Memoria secuestrada
En las vallas de las fincas de caza del dictador podía leerse un letrero que decía: "Patrimonio Nacional. Prohibido el paso". Hoy queda, al menos, una finca que, sin duda, todos consideramos patrimonio nacional y que tiene prohibido el paso. Se trata de la memoria de Santiago Ramón y Cajal, el científico más importante que ha habido nunca en España, tanto por sus aportaciones al corpus del conocimiento universal como por la escuela científica que supo crear. Los dibujos de investigación y los artísticos, las fotografías y las cartas, su archivo y todos sus textos, es decir, la finca científica más rica del siglo, está fieramente guardada por una parte de sus descendientes. Un cartel dice "Prohibido el paso", y allí no hay quien entre. Y ¡ay de aquel que se acerque a la valla, no ya con espíritu crítico, sino sin la intención reverente y sumisa propia de devotos incapaces de razonar! ¡Ay de quien llegue a este santo sin ánimo de adorar! Y, sin embargo, Cajal no necesita hagiografías y quien piense que su memoria puede ser ofendida fácilmente, o no conoce su obra o no sabe lo que vale.
Es inconcebible, si no intolerable, que no se haya publicado una edición crítica de los dos tomos de memorias del histólogo. Es sorprendente, si pensamos en ello, que no haya ediciones críticas de ninguna de sus obras, que nadie se haya molestado en explicarnos (o que no se haya permitido) por qué hace los cambios que hace en las distintas versiones, qué quiere decir cuando calla o qué cuando explica. ¿Se puede dudar de la conveniencia de saber por qué hacía lo que hacía nuestro sabio por excelencia, de explicar a nuestros contemporáneos quién era Cajal, qué hizo, cómo pudo hacerlo? Aun con honrosas excepciones insuficientemente divulgadas, entre las que destacan los estudios de López Piñero, se diría que el silencio de las estatuas, el frío del mármol y del bronce, arroja una maldición sobre el Nobel.

DATOS DE ENTRADA —
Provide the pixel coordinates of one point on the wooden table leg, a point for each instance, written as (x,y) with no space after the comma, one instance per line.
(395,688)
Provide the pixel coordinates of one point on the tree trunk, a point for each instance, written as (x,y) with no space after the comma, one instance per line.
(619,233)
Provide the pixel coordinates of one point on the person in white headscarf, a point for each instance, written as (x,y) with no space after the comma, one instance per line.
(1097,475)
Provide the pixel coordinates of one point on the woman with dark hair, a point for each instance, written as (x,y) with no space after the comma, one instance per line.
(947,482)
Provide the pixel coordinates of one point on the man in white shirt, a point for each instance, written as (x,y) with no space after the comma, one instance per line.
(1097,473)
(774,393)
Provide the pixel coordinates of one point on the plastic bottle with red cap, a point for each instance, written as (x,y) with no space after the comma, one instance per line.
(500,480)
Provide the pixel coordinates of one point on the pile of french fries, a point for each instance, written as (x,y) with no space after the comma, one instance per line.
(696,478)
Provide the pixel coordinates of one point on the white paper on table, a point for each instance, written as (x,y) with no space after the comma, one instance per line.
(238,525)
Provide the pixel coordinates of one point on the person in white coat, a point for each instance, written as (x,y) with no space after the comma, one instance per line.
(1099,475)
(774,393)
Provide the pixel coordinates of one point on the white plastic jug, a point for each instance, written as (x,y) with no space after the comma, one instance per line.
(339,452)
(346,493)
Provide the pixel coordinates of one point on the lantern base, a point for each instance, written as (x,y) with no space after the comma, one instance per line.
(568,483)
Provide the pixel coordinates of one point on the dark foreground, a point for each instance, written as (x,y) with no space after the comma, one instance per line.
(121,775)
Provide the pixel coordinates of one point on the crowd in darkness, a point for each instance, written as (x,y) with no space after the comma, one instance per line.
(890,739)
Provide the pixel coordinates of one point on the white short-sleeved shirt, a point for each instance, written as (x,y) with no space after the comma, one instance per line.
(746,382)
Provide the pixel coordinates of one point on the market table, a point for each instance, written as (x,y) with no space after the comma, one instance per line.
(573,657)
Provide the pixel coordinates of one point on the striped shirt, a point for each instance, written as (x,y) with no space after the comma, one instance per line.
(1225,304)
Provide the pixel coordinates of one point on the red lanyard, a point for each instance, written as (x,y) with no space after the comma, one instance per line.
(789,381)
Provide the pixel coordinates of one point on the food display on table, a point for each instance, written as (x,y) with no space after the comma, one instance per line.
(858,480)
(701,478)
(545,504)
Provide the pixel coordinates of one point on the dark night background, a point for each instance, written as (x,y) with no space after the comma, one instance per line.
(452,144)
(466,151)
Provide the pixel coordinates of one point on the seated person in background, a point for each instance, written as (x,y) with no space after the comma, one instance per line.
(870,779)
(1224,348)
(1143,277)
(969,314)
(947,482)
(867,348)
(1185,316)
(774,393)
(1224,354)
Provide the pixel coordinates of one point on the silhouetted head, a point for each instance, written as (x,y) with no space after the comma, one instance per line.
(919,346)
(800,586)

TAREA —
Responde con datos del texto sobre la memoria de Santiago Ramón y Cajal:
(a) ¿Qué decía el letrero de las vallas de las fincas de caza del dictador?
(b) ¿Quién guarda el archivo, los dibujos y los textos de Cajal?
(c) ¿De quién son los estudios que destacan entre las excepciones?
Las líneas no intervienen en esto.

RESPUESTA ESPERADA —
(a) "Patrimonio Nacional. Prohibido el paso".
(b) Una parte de sus descendientes.
(c) De López Piñero.